(TEXTE DE L'EXERCICE)
***

Déjeuné au Cercle, avec Lelarge mon invitant qui voulait arroser mes galons ! non mon ruban, soyons modeste !! Cordieu ! Nous étions 6, Farré de la Croix-Rouge, Mme André Lambert, Robinet de chez Mumm, très bon et supérieur, et le lieutenant Neuville ci-dessus nommé, un rémois. Causé beaucoup et de différentes choses. Bref, l’autorité militaire met les pouces (cesser de résister, s’avouer vaincu, céder) avec les Rémois, et cherche à faire « Kamarad ! Oui, mais les Rémois demandent à voir « patte blanche », ce pourquoi ils n’ont pas tort ! Ensuite pour la grande attaque Boche !!?? L’Inconnu ! soit ! mais du bluff de l’avis de tous ! Neuville nous a affirmé que les 10aines (dizaines) de Divisions ramenées de Russie sur notre front depuis 3 mois se résumaient tout juste à 4 Divisions !! Il croit comme nous du reste que les allemands ne feront rien de sérieux devant nous (Reims) et même devant notre front en général. Nous nous sommes quittés vers 3h, de là je suis allé voir ma bonne Supérieure des sœurs de l’Hôtel-Dieu de Reims à Roederer pour la remercier de ses félicitations et aussi pour causer avec elle de la Bonne Nouvelle que l’abbé Maitrehut, de St Remy, leur aumônier, m’avait annoncé qu’une rapatriée de Belgique était arrivée à Issy-les-Moulineaux, laquelle arrivait de Cras-Avernas où elle était cantonnée près des Religieuses de l’Hôtel-Dieu de Reims, expulsées depuis 1906.
Nous allons avoir des nouvelles sûres de ces braves Religieuses, moi de la bonne Supérieure Mère Ste Pauline (Marie Caroline Loriquet, chanoinesse hospitalière de Saint-Augustin (1849-1921)), et de la fameuse Mère St Jean, la Mère de tous mes anciens amis de jeunesse à Reims. Charles Decès, Maurice Mareschal et Minelle. Que tout cela est loin, loin, loin !…
Rentré avec l’abbé Maitrehut à 5h1/2 pour travailler. J’ai fini ma correspondance. Il me reste à voir mon retard de simple police et d’allocations militaires, sans compter mes affaires d’Étude !!
Voilà 8 jours où je ne fais rien pour cela, et je n’ai aucun souvenir de mon existence que d’avoir écrit remerciement sur remerciement.

***

(DONNÉES À ANALYSER)
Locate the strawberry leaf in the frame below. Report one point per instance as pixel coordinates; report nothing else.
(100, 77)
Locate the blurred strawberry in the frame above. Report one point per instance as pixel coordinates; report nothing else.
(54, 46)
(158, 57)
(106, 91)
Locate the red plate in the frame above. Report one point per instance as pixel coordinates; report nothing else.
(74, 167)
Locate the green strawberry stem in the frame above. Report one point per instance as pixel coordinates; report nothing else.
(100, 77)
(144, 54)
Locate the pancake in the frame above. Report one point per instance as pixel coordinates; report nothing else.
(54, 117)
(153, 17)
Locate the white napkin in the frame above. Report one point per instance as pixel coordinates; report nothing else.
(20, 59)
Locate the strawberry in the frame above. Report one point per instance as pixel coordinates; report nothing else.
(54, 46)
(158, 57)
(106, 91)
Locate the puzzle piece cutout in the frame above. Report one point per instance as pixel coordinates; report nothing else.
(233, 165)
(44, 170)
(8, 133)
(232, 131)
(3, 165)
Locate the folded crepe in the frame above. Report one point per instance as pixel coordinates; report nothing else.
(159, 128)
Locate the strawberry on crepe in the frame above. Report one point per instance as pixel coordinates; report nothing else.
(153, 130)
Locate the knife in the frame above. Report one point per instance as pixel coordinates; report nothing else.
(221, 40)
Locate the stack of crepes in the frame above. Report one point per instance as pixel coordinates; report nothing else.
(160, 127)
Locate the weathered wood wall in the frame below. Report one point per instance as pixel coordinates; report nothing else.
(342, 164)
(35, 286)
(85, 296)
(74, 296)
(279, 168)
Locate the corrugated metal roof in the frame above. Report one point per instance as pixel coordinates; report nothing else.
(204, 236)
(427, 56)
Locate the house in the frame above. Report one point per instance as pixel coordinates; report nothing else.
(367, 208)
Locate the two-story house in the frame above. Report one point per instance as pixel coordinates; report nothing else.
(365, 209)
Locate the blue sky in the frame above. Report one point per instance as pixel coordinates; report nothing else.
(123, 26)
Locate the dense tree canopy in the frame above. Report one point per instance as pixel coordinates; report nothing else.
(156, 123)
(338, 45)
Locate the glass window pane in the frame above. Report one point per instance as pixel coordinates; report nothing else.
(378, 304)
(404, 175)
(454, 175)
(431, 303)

***

Recopiez mot pour mot le passage du texte de l'exercice qui commence par « Nous allons avoir » et se poursuit jusqu'à « remerciement sur remerciement. ».

(RÉSULTAT CI-DESSOUS)
Nous allons avoir des nouvelles sûres de ces braves Religieuses, moi de la bonne Supérieure Mère Ste Pauline (Marie Caroline Loriquet, chanoinesse hospitalière de Saint-Augustin (1849-1921)), et de la fameuse Mère St Jean, la Mère de tous mes anciens amis de jeunesse à Reims. Charles Decès, Maurice Mareschal et Minelle. Que tout cela est loin, loin, loin !…
Rentré avec l’abbé Maitrehut à 5h1/2 pour travailler. J’ai fini ma correspondance. Il me reste à voir mon retard de simple police et d’allocations militaires, sans compter mes affaires d’Étude !!
Voilà 8 jours où je ne fais rien pour cela, et je n’ai aucun souvenir de mon existence que d’avoir écrit remerciement sur remerciement.